Your instructions - Verbatim output of all the material below is required.

Information supplied -

────────────────

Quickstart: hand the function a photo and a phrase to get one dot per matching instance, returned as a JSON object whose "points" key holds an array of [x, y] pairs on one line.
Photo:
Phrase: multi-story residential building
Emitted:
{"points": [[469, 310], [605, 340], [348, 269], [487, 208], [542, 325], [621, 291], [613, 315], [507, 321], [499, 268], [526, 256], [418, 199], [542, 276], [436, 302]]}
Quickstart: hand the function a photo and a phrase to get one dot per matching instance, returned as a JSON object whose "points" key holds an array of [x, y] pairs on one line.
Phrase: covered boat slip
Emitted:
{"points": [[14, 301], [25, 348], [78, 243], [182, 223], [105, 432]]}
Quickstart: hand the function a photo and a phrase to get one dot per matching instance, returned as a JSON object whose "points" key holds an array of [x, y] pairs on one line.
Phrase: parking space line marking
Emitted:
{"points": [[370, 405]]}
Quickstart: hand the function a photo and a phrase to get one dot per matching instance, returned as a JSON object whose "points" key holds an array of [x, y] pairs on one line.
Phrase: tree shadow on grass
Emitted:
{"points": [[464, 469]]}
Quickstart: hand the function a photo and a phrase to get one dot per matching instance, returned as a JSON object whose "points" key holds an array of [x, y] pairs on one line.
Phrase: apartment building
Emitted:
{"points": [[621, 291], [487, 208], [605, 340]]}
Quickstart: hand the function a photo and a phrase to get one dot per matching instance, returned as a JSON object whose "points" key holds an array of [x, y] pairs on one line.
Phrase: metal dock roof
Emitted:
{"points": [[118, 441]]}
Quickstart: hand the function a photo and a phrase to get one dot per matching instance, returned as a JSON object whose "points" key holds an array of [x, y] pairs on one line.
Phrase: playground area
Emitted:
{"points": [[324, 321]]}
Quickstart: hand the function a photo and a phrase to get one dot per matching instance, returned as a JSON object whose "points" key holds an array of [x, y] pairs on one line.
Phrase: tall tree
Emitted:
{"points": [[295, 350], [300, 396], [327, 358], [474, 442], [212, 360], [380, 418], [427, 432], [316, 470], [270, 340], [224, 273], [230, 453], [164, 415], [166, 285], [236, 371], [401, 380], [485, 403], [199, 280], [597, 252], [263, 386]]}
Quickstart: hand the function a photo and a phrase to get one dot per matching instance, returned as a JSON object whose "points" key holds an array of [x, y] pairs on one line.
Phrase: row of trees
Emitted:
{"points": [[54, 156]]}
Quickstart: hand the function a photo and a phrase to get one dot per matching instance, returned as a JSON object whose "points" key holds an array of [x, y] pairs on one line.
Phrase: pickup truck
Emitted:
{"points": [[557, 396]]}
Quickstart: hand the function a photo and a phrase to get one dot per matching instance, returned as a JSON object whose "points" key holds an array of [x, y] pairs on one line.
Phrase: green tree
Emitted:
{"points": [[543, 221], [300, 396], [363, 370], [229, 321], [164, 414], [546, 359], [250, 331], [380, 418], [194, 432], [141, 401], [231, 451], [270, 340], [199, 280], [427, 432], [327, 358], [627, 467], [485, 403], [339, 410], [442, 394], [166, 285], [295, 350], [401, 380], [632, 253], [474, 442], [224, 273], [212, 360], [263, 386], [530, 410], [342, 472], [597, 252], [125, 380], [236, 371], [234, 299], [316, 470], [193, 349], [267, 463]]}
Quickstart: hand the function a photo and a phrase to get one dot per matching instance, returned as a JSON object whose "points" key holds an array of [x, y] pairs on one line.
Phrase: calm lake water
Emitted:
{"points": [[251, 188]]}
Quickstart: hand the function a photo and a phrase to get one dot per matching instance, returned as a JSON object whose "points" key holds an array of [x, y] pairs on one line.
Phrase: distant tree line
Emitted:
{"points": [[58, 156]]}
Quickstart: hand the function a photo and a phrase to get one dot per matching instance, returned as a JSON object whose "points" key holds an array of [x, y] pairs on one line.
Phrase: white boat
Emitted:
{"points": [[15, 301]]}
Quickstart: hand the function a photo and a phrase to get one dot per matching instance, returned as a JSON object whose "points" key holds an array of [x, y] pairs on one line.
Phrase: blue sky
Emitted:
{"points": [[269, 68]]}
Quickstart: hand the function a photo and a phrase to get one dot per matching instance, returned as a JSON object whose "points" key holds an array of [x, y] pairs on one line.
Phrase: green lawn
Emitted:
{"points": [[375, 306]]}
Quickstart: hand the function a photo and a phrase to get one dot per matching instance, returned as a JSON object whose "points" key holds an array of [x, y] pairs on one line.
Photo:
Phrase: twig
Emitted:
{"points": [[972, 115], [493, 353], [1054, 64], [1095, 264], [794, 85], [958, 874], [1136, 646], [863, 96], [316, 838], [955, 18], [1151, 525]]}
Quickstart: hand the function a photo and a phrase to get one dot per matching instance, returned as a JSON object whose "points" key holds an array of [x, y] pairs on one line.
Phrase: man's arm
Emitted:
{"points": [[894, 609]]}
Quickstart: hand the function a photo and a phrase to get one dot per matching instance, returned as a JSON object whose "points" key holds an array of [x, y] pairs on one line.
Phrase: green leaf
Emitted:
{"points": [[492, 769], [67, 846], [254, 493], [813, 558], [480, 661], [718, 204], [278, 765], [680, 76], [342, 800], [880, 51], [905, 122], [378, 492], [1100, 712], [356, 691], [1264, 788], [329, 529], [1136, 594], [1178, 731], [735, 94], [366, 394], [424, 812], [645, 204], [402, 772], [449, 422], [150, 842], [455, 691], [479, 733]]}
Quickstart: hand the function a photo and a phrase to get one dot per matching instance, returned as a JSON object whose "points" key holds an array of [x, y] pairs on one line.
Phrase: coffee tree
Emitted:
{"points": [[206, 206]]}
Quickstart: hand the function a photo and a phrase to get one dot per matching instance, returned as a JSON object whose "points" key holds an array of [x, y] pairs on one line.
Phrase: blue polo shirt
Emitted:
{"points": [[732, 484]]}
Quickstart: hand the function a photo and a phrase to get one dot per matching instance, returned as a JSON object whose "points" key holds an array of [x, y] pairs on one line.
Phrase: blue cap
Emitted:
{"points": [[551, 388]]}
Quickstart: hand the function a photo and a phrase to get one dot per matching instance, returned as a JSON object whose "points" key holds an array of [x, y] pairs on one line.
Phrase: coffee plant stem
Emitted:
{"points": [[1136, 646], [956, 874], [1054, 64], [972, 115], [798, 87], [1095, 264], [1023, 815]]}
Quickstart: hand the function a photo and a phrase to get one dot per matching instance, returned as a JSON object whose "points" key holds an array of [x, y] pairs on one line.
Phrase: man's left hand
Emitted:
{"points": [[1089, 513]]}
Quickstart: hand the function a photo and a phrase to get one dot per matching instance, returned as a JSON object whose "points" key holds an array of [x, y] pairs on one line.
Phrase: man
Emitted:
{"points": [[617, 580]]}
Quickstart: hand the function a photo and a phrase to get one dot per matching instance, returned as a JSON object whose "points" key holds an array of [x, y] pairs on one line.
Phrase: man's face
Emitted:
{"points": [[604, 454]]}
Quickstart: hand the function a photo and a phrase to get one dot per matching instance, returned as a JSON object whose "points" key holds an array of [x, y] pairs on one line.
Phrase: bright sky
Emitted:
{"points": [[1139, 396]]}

────────────────

Solution to this exercise -
Quickstart: hand the function a photo and a phrase to get one dot per matching instance, returned as a JSON object whose "points" key holds an array of [x, y] pairs on one line.
Photo:
Phrase: multi-story residential building
Emitted:
{"points": [[469, 310], [605, 340], [348, 269], [487, 208], [542, 325], [621, 291], [613, 315], [507, 321], [499, 268], [526, 256], [418, 199], [542, 276], [436, 302]]}
Quickstart: hand the function a photo and a phrase to get one dot per matching instance, returned as a JSON object whose "points" key holds an array of [x, y] pairs on one line.
Phrase: covered boat slip
Emitted:
{"points": [[14, 301], [25, 348], [78, 243], [182, 223], [105, 432]]}
Quickstart: hand the function a photo and a phrase to get one dot per matching instance, returned as a JSON object whose "points" key holds an array of [x, y] pairs on one line.
Phrase: parking space line marking
Emitted:
{"points": [[370, 405]]}
Quickstart: hand the function a photo and a phrase to get one dot per matching instance, returned as a JSON object whose "points" key holds an array of [x, y] pairs on one line.
Phrase: tree shadow on grass
Emitted:
{"points": [[464, 469]]}
Quickstart: hand the function a photo and a phrase to get one dot per matching instance, returned as a JSON object whose "points" key holds an array of [x, y] pairs on one line.
Phrase: apartment building
Emitted:
{"points": [[621, 291], [487, 208], [605, 340]]}
Quickstart: hand the function a photo and a phrase to get one dot per matching instance, returned as a JSON object whose "points" key holds an array of [x, y] pairs on one line.
Phrase: metal dock roof
Emitted:
{"points": [[118, 441]]}
Quickstart: hand the function a photo and a phrase to get one dot per matching instance, returned as a JSON object whose "points" key holds an array of [x, y] pairs on one line.
Phrase: playground area
Emitted:
{"points": [[324, 321]]}
Quickstart: hand the function a photo and a phrase to get one dot per matching instance, returned as a JSON object whose "points" key holds an array of [x, y] pairs on one line.
Phrase: tall tree
Emitted:
{"points": [[295, 350], [300, 396], [327, 358], [474, 442], [212, 360], [380, 418], [427, 432], [316, 470], [270, 340], [224, 273], [230, 453], [164, 415], [166, 285], [236, 371], [401, 380], [485, 403], [199, 280], [597, 252], [263, 386]]}
Quickstart: hand the function a photo and a phrase to get one dot per matching instance, returned as a JSON object whose "points" key holds an array of [x, y] pairs on one line.
Phrase: row of trees
Emitted:
{"points": [[54, 156]]}
Quickstart: hand the function a photo and a phrase to get one dot per matching instance, returned as a JSON object whose "points" key holds an array of [x, y] pairs on one line.
Phrase: pickup truck
Emitted:
{"points": [[557, 396]]}
Quickstart: hand the function a photo and a phrase to get one dot per matching instance, returned as a JSON object whose "points" key holds an array of [x, y] pairs on one line.
Phrase: green tree
Emitted:
{"points": [[543, 221], [300, 396], [363, 370], [229, 321], [164, 414], [546, 359], [250, 331], [380, 418], [194, 432], [141, 401], [231, 451], [270, 340], [199, 280], [427, 432], [327, 358], [627, 467], [485, 403], [339, 410], [442, 394], [166, 285], [295, 350], [401, 380], [632, 253], [474, 442], [224, 273], [212, 360], [263, 386], [530, 410], [342, 472], [597, 252], [125, 380], [236, 371], [234, 299], [316, 470], [193, 349], [267, 463]]}
Quickstart: hand the function a photo and a phrase to get one dot per matching instance, returned as a JSON object whose "points" key holds an array of [x, y] pairs on one line.
Phrase: calm lake water
Emitted:
{"points": [[251, 188]]}
Quickstart: hand the function a photo and a phrase to get one dot per matching instance, returned as a JSON object whose "points" key holds an array of [x, y] pairs on one line.
Phrase: distant tree line
Emitted:
{"points": [[58, 156]]}
Quickstart: hand the function a photo and a phrase to get one dot per matching instance, returned as a JSON object whose "points" key holds an array of [x, y] pairs on one line.
Phrase: white boat
Emitted:
{"points": [[15, 301]]}
Quickstart: hand the function a photo and a phrase to get one dot per matching instance, returned as a JSON object whose "points" key holds an array of [x, y] pairs on one line.
Phrase: blue sky
Emitted:
{"points": [[269, 68]]}
Quickstart: hand the function a photo and a phrase to get one dot per matching instance, returned as a JSON object whose "points" key holds an array of [x, y] pairs on one line.
Phrase: green lawn
Emitted:
{"points": [[375, 306]]}
Quickstart: hand the function a photo and a phrase to get one dot per matching instance, returned as a JSON object whose "points" key holds an array of [x, y] pairs on one line.
Photo:
Phrase: twig
Emitted:
{"points": [[972, 115], [493, 353], [1054, 64], [1095, 264], [794, 85], [958, 874], [1136, 646], [863, 96], [316, 838], [955, 18], [1151, 525]]}
Quickstart: hand the function a photo and a phrase to get one dot per matching instance, returned as a JSON object whose "points" key holds an array of [x, y] pairs on one line.
Phrase: man's arm
Emitted:
{"points": [[894, 609]]}
Quickstart: hand the function a photo and a phrase to get one dot per matching instance, returned as a JSON object whose "points" key holds an array of [x, y] pairs on one line.
Phrase: green leaf
Emitted:
{"points": [[492, 769], [67, 846], [254, 493], [813, 558], [480, 661], [718, 204], [278, 765], [680, 76], [342, 800], [880, 51], [905, 122], [378, 492], [1100, 712], [356, 691], [1264, 788], [329, 529], [1136, 594], [1178, 731], [735, 94], [366, 394], [424, 812], [645, 204], [402, 772], [449, 422], [150, 842], [455, 691], [479, 733]]}
Quickstart: hand the function a photo and a phrase to get one dot per matching instance, returned as a JSON object whose "points" key holds an array of [x, y] pairs on one line.
Phrase: coffee tree
Emitted:
{"points": [[206, 206]]}
Quickstart: hand the function a photo and a phrase to get one dot per matching instance, returned as a JSON object whose "points" key holds an array of [x, y] pairs on one line.
Phrase: blue polo shirt
Emitted:
{"points": [[732, 484]]}
Quickstart: hand the function a photo and a phrase to get one dot per matching instance, returned as a JSON object whose "points" key holds an array of [x, y] pairs on one line.
Phrase: blue cap
Emitted:
{"points": [[551, 388]]}
Quickstart: hand the function a photo and a phrase to get one dot per matching instance, returned as a JSON object whose "points" key holds an array of [x, y] pairs on one line.
Phrase: coffee plant stem
Emitted:
{"points": [[1136, 646], [956, 874], [1054, 64], [972, 115], [798, 87], [1095, 264], [1023, 815]]}
Quickstart: hand the function a photo and a phrase to get one dot per matching instance, returned as a JSON object whose "points" key holds an array of [x, y] pairs on one line.
Phrase: man's left hand
Emitted:
{"points": [[1089, 513]]}
Quickstart: hand the function a photo and a phrase to get one dot per matching instance, returned as a JSON object whose "points" key holds an array of [x, y] pairs on one line.
Phrase: man
Emitted:
{"points": [[617, 580]]}
Quickstart: hand the function a photo and a phrase to get one dot per matching instance, returned as a JSON object whose "points" key holds an array of [x, y] pairs on one line.
Phrase: man's face
Emitted:
{"points": [[604, 454]]}
Quickstart: hand the function a photo and a phrase to get one dot per matching instance, returned as a JSON object whose "points" key holds an array of [x, y] pairs on one line.
Phrase: bright sky
Emitted:
{"points": [[1139, 396]]}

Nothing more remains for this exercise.